# What the exercise asks
Keeping every line intact, print the records that follow.

Records from a data collection

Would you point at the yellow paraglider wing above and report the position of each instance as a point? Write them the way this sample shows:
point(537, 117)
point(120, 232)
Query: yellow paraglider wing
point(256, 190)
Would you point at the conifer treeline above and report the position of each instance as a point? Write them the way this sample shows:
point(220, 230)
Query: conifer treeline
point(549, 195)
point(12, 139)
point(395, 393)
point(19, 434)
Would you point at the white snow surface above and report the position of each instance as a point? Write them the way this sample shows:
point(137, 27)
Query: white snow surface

# Answer for this exercise
Would you point at the yellow paraglider wing above and report the position of each instance as a point? Write them the way this sample shows:
point(537, 117)
point(120, 232)
Query: yellow paraglider wing
point(256, 190)
Would you point at the conifer treeline above and report the position of each instance as a point? Write them the way this sample shows:
point(220, 230)
Query: conifer treeline
point(549, 195)
point(12, 139)
point(395, 393)
point(19, 434)
Would you point at the white snow surface above and report the position of each instance as a point? Write them the way this sample shows:
point(137, 27)
Query: white snow surface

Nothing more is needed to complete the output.